▶ SOURCE EXTRACT

'''

A quick read with someone in the public eye

By Oscar Quine

The former Conservative MP and Ukip member talks boozy lunches with Nigel, and the odd regret. He lives with wife Christine in Wiltshire.

What did you do the night of the 1997 general election, after finding out you'd lost Tatton to Martin Bell?

We went back to our house and had a bit of a wake with some of our supporters. I think we opened a magnum of Champagne, which seemed the best thing to do in the circumstances. It was a non-election really, Martin Bell was a joke candidate. He didn't have any policies; all he had was a white suit.

Your grandfathers were miners. What drew you to the Conservative Party?

I'm just one of life's natural non-conformers. If there is a tide going, I want to swim against it. That's been the story of my life in many ways. I grew up in the mining valleys of South Wales and I wanted a bit more out of life than that, I suppose. I've always been an individualist.

How do you think this lot are doing?

I think (David) Cameron is a complete shyster. He is the Tory Blair. He tried to turn the party into a kind of a soft-focus, pinko, liberal party with predictable consequences. He has done more than anybody, apart from Nigel Farage, to create Ukip.

You're not for the centre ground then?

When I knew Cameron 20-odd years ago, he was a convinced Thatcherite. I think the truth is he's just like a cork bobbing on the water - he'll go whichever way the tide is flowing. He's fortunate that (Ed) Miliband is even less electable than he is. The general election in May is an ugly contest really, isn't it? And the least ugly person will win.

When did you realise you were more of a Ukip man than a Tory?

The moment was having lunch with Nigel Farage (in 2002), which is a life-changing experience. He invited (my wife) Christine and me to be candidates for the European elections. But because we had to repair our finances after the disaster of the Fayed litigation, I couldn't accept the invitation. But I thought that the least I could do for a four-bottle lunch was to join Ukip.

'''

▶ DATA RECORDS

'''

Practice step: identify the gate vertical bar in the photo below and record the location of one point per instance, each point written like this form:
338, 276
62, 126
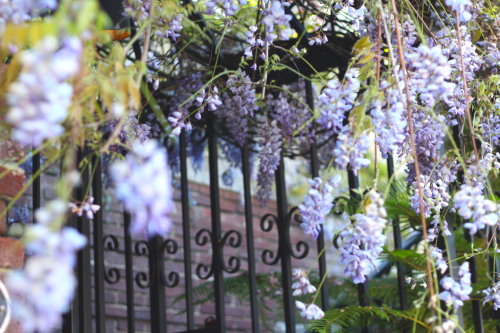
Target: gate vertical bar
83, 266
156, 288
216, 227
477, 313
286, 265
186, 232
250, 244
37, 198
315, 173
129, 273
362, 287
98, 248
398, 244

'''

▶ PROBLEMS AND TASKS
• A. Answer these questions from the interview:
(i) To whom did he lose Tatton in the 1997 general election?
(ii) Where did he grow up?
(iii) In what year did he have lunch with Nigel Farage?
• B. Please reproduce every line of the records word for word, leaving out the pictures.
The interview has no connection to the records.

▶ SOLUTIONS IN ORDER
• A.
(i) Martin Bell
(ii) The mining valleys of South Wales
(iii) 2002

• B.
Practice step: identify the gate vertical bar in the photo below and record the location of one point per instance, each point written like this form:
338, 276
62, 126
Target: gate vertical bar
83, 266
156, 288
216, 227
477, 313
286, 265
186, 232
250, 244
37, 198
315, 173
129, 273
362, 287
98, 248
398, 244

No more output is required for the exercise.